Scott Winship, director of AEI’s Center of Opportunity and Social Mobility, illustrated the absurdity of Desmond’s use of the official poverty number by running it in reverse. He said, “If you use today’s official poverty line, the poverty rate in 1963 would have been 70 percent.”
Winship said that where you choose to set the poverty line is arbitrary. To see a trend over time, though, it must be held at a constant standard of living. He said that no matter where you set the boundary, if you hold the standard of living constant over time, you will see a decline.
This isn’t an unusual, conservative view of the data. Corinth said, “People across the spectrum know this. Desmond should have known it and doesn’t acknowledge it.” Winship said similar things, pointing to research he has done comparing different measures of poverty. “These are things people knew in 2012 and 2014. It is not a new discovery that poverty is declining,” he said.

::::::::

### [Work request 1]
Decide whether each statement agrees with the poverty text. For each, answer yes or no and quote the deciding words.
(a) Winship calls the choice of where to set the poverty line arbitrary.
(b) Under today's official poverty line, the 1963 poverty rate would have been 50 percent.
(c) The text calls the view of the data an unusual, conservative one.
### [Work request 2]
Name every person in the poverty text.
### [Work request 3]
From the poverty text, reproduce word for word the passage from "Winship said that" to "see a decline.".

### [Dataset entries]
::::::::

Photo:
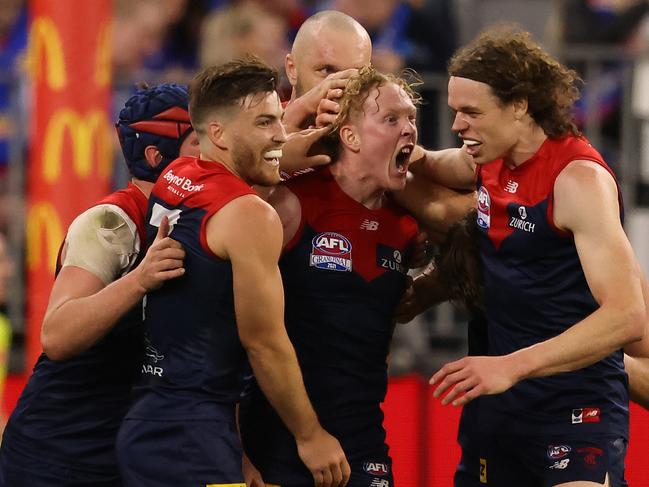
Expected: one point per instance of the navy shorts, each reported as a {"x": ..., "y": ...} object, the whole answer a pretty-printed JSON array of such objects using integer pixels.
[
  {"x": 376, "y": 471},
  {"x": 504, "y": 461},
  {"x": 179, "y": 453},
  {"x": 18, "y": 470}
]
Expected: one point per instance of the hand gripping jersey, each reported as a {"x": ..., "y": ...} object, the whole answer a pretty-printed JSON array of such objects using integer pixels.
[
  {"x": 70, "y": 411},
  {"x": 535, "y": 289},
  {"x": 193, "y": 358},
  {"x": 344, "y": 273}
]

::::::::

### [Response 1]
(a) Yes: "Winship said that where you choose to set the poverty line is arbitrary."
(b) No: "the poverty rate in 1963 would have been 70 percent."
(c) No: "This isn’t an unusual, conservative view of the data."

### [Response 2]
Scott Winship, Desmond, Corinth

### [Response 3]
Winship said that where you choose to set the poverty line is arbitrary. To see a trend over time, though, it must be held at a constant standard of living. He said that no matter where you set the boundary, if you hold the standard of living constant over time, you will see a decline.